De mon point de vue, s’il n’est pas en l’état possible de prédire avec certitude ce que ces nouveaux paradigmes apporteront, il est indispensable de les explorer pour le savoir, quitte à se tromper ou à ne pas en retirer ce que l’on attendait.
L’informatique quantique a vocation en l’état à devenir un complément et non un substitut, permettant de résoudre des choses que nous n’avons pas encore su résoudre, notamment en raison de problèmes d’échelle, qu’on ne peut pas traiter sur des machines classiques. La plupart des problèmes induisant un fort enjeu d’optimisation pourraient être impactés. Mais attention, on ne traitera pas tous les problèmes avec le calcul quantique. Le calcul quantique n’opère pas de calcul sur les données mais sur les états des particules.
Enfin, je tiens à souligner ici que le rôle de GENCI pour le déploiement de cette révolution en France et en Europe a été et demeure déterminant, dans l’approche HPC-IA/QC notamment.
Précisément, comment décririez-vous le rôle de GENCI et votre expérience ici ?
GENCI est un organe essentiel pour la recherche française et européenne. Il a un rôle de leadership au même titre que de très gros centres de recherche en Europe en assurant non seulement la mise à disposition de moyens de calculs traditionnels comme le HPC mais aussi de moyens de calcul innovants pour les chercheurs comme l’IA et le quantique. Cela est crucial pour permettre à nos chercheurs/développeurs de s’approprier ces instruments et méthodes qui permettront d’étendre les champs des possibles découvertes de demain. Mais la force de GENCI, c’est aussi l’humain, par un état d’esprit, par sa relation avec les centres de calcul et tous les acteurs d’un écosystème qui comprend des chercheurs, des développeurs, des fournisseurs, des startups, des académiques, des industriels, les pouvoirs publics, les organismes scientifiques, les étudiants…
Il est nécessaire dans notre domaine d’être créatif et en permanence à l’affut des besoins de chercheurs, jusqu’à être initiateur voire pionnier. En ce sens, GENCI a été l’une des premières entités en Europe, pour ne pas dire la première, à donner les moyens aux chercheurs académiques et industriels de travailler avec les méthodes et les outils de l’intelligence artificielle convergée avec le HPC. Il l’est également en participant au programme national HQI, en supportant l’implémentation de la révolution quantique, en France, et aussi en Europe.

● ● ● ● ●

Consignes de travail:
1. Mettez à jour le passage du texte sur GENCI qui s'ouvre sur les mots contenant « Enfin, je tiens » et se ferme sur « l’approche HPC-IA/QC notamment. », en y remplaçant « déterminant » par « essentiel ».
2. Selon le texte sur GENCI, quels moyens de calcul GENCI met-il à la disposition des chercheurs ?
3. Poursuivez le texte sur GENCI à partir de sa dernière phrase.
La liste placée après le texte sur GENCI constitue un matériau à part.

Entrées de données:
● ● ● ● ●

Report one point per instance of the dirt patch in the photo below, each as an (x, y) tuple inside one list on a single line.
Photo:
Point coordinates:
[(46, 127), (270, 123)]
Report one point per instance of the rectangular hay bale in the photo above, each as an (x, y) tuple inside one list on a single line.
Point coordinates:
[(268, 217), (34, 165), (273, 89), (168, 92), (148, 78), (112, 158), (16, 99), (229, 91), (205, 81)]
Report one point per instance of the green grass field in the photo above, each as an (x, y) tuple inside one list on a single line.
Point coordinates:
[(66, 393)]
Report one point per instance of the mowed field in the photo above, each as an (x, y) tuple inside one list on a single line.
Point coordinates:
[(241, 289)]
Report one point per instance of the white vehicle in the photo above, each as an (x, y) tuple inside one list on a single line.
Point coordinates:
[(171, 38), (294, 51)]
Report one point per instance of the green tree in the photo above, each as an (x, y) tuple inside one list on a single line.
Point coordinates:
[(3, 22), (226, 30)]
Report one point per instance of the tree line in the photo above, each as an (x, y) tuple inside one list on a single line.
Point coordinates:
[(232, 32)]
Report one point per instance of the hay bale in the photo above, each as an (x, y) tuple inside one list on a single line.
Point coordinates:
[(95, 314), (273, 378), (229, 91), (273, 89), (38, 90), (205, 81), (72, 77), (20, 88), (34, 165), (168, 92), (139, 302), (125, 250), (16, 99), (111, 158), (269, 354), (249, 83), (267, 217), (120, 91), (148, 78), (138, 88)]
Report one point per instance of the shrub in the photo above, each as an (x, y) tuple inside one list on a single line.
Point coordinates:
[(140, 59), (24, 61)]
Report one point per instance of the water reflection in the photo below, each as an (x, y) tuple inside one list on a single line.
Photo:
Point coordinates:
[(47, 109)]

● ● ● ● ●

Résultats finaux:
1.
Enfin, je tiens à souligner ici que le rôle de GENCI pour le déploiement de cette révolution en France et en Europe a été et demeure essentiel, dans l’approche HPC-IA/QC notamment.

2.
- le HPC
- l'IA
- le quantique

3.
J’ai eu l’immense chance pendant 3 ans de participer à la mise en œuvre de la feuille de route de GENCI sur l’ensemble de ces sujets et d’être au plus prêt des utilisateurs pour mieux comprendre leurs besoins. Aujourd’hui, j’ai abordé une autre facette de cette chaîne de valeur : le monde du semi-conducteur qui est au cœur des technologies de calcul.
Vous avez participé à un projet ayant récemment reçu le prix Gordon Bell. Quel est ce projet ? Quels sont ses impacts ? Qu’est-ce-que le prix Gordon Bell ?
En quelques mots, le Gordon Bell est un prix qui permet de valoriser une contribution importante du monde de la simulation numérique pour la recherche scientifique.
Le nom de ce prix est celui d’un chercheur américain en électronique et en informatique (Chester Gordon Bell, né en 1934), qui a travaillé notamment sur différentes microarchitectures de puces. Le Gordon Bell est attribué chaque année à une équipe scientifique au moment du plus grand rassemblement de la communauté HPC, Supercomputing, aux états-Unis. Cette année, c’est un consortium international avec des talents Français (CEA/GENCI), Américains (Berkeley) et japonais (Riken) qui a remporté cette distinction. Ce projet a permis de faire avancer les travaux sur la modélisation d’accélérateurs de particules basés sur des lasers grâce à la puissance des plus gros supercalculateurs au monde : Frontier qui est la première machine à posséder une puissance exaflopique, Fugaku la machine de Riken, Permulter (NERSC), Summit. Ces quatre machines ont toutes des caractéristiques technologiques différentes mais complémentaires. Maintenir un niveau élevé de diversité technologique dans le domaine de la simulation numérique et de l’IA me semble essentiel.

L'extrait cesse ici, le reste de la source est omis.